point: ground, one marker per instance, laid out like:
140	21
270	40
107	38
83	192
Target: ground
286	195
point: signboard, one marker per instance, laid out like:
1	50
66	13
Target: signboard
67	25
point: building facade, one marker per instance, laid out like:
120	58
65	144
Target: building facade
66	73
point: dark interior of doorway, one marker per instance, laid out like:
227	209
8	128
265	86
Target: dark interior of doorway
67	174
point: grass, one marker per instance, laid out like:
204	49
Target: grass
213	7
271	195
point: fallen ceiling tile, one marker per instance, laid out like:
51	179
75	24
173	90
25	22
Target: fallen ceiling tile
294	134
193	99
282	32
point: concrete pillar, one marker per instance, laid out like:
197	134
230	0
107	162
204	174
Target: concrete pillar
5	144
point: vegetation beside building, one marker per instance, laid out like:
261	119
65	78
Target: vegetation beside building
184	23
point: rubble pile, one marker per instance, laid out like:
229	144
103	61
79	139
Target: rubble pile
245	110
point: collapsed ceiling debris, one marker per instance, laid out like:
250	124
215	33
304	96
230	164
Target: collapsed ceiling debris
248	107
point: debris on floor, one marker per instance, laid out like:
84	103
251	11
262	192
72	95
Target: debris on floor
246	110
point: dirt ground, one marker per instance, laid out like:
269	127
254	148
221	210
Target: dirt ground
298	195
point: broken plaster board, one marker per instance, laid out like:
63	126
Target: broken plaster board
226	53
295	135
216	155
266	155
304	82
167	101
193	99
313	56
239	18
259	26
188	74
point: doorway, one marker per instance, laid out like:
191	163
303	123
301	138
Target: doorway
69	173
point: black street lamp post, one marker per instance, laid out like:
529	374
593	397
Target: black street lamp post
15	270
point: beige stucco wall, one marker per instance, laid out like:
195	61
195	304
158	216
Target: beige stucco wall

..........

◆ Problem description:
A single number is the answer here: the count of lines in the listing that hold the string "beige".

◆ Exercise answer:
2